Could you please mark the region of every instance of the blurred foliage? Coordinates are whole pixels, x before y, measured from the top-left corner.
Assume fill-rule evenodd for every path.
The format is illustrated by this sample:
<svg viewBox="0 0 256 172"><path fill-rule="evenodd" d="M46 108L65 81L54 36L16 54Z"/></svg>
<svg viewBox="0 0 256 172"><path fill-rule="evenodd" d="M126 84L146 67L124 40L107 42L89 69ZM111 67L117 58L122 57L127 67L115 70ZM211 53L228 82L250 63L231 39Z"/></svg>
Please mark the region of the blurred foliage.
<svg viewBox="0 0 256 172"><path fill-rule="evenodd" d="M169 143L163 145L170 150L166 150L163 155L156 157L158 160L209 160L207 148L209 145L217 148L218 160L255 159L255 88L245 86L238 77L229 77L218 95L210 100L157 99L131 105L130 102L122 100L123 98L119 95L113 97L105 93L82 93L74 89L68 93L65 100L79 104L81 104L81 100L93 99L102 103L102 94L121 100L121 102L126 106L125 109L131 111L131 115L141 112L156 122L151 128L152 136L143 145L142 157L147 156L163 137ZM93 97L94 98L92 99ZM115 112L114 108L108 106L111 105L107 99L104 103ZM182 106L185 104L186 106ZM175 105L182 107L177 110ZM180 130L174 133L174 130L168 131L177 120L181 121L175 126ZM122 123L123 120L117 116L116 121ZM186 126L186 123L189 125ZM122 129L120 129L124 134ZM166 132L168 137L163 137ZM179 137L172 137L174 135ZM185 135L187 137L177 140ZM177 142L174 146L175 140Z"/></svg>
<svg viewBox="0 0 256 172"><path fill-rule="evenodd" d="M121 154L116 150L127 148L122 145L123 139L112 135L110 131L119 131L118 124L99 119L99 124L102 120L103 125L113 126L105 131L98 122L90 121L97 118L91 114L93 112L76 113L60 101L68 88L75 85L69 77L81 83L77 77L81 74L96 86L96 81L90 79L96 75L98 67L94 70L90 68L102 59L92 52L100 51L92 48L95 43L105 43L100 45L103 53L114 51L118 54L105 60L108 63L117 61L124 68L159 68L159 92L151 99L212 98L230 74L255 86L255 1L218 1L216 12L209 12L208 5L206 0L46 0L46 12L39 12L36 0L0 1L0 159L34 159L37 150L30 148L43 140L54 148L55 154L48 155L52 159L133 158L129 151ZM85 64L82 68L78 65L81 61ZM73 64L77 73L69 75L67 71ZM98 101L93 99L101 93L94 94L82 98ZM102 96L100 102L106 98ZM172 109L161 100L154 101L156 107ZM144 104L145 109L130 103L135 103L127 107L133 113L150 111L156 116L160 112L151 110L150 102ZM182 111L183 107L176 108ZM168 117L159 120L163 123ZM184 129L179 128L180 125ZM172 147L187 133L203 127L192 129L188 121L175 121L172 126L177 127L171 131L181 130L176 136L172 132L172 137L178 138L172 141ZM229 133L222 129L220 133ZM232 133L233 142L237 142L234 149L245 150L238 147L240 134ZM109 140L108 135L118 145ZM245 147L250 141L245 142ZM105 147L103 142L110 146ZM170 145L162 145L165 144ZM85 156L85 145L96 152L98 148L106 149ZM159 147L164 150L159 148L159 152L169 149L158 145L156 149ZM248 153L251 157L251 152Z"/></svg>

□ □ □

## Problem statement
Format all of the data above as a numbered list with one line per item, omitting any blank lines.

## Task response
1. Could you please mark the region of every instance of the blurred foliage? Coordinates are whole pixels, x before y, measured from the top-left corner.
2. Assume fill-rule evenodd for every path.
3. The format is illustrated by this sample:
4. <svg viewBox="0 0 256 172"><path fill-rule="evenodd" d="M46 108L65 81L54 36L16 54Z"/></svg>
5. <svg viewBox="0 0 256 172"><path fill-rule="evenodd" d="M126 84L146 67L124 40L107 42L89 69ZM111 67L117 58L122 57L127 67L115 70ZM211 53L228 82L250 63L231 39Z"/></svg>
6. Please mark the region of the blurred foliage.
7. <svg viewBox="0 0 256 172"><path fill-rule="evenodd" d="M169 143L163 145L170 150L166 150L163 155L156 157L158 160L209 160L207 148L209 145L217 148L218 160L255 159L255 88L245 86L238 77L229 77L218 95L210 100L157 99L131 105L130 102L122 100L123 98L119 95L113 97L105 93L82 93L74 89L68 93L65 100L79 104L81 104L81 100L93 99L102 103L102 94L121 100L121 102L126 106L125 109L131 111L131 115L141 112L156 122L151 128L152 136L143 145L142 157L147 156L163 137ZM93 97L94 98L92 99ZM115 112L114 108L108 106L111 105L107 99L104 103ZM182 106L185 104L186 106ZM175 105L182 107L177 110ZM180 130L174 133L174 130L168 131L177 120L181 121L175 126ZM122 123L123 120L117 116L116 121ZM186 126L186 123L189 125ZM122 129L120 129L124 134ZM166 132L168 137L163 137ZM179 137L172 137L174 135ZM185 135L187 137L177 140ZM177 142L174 146L175 140Z"/></svg>
8. <svg viewBox="0 0 256 172"><path fill-rule="evenodd" d="M121 154L116 150L127 148L122 145L123 139L112 135L110 131L119 131L118 124L99 119L99 124L102 120L103 125L113 126L105 131L98 122L90 121L97 118L91 114L93 112L76 113L60 101L68 88L75 85L69 77L81 83L77 77L81 74L96 86L96 81L90 79L96 75L98 67L94 70L90 68L102 59L92 52L100 51L92 48L95 43L105 43L100 45L103 53L114 51L118 54L105 60L108 63L117 61L124 68L159 68L159 92L151 99L212 98L230 74L255 86L255 1L218 1L216 12L209 12L208 5L206 0L46 0L46 12L39 12L36 0L0 1L0 159L34 159L37 150L30 148L43 140L54 148L55 154L48 155L52 159L133 158L129 151ZM85 64L82 68L78 65L81 61ZM73 64L77 73L69 75L67 71ZM98 101L93 99L101 93L94 94L82 98ZM102 96L100 102L106 98ZM172 109L161 100L154 101L156 107ZM144 104L145 109L130 103L135 103L127 107L133 113L150 111L156 116L160 112L151 110L150 102ZM182 111L183 107L176 108ZM168 117L159 120L163 123ZM184 129L179 128L180 125ZM172 147L187 133L203 127L192 129L188 121L175 121L172 126L177 127L171 131L181 130L176 136L172 132L172 137L178 138L172 141ZM229 133L222 129L220 133ZM232 133L233 142L237 142L234 149L245 150L238 147L240 134ZM109 140L108 135L118 145ZM245 147L250 141L245 142ZM105 147L103 142L110 146ZM170 145L162 145L165 144ZM85 156L85 145L96 152L98 148L106 149ZM159 147L164 150L159 148L159 152L169 149L158 145L156 149ZM248 153L251 157L251 152Z"/></svg>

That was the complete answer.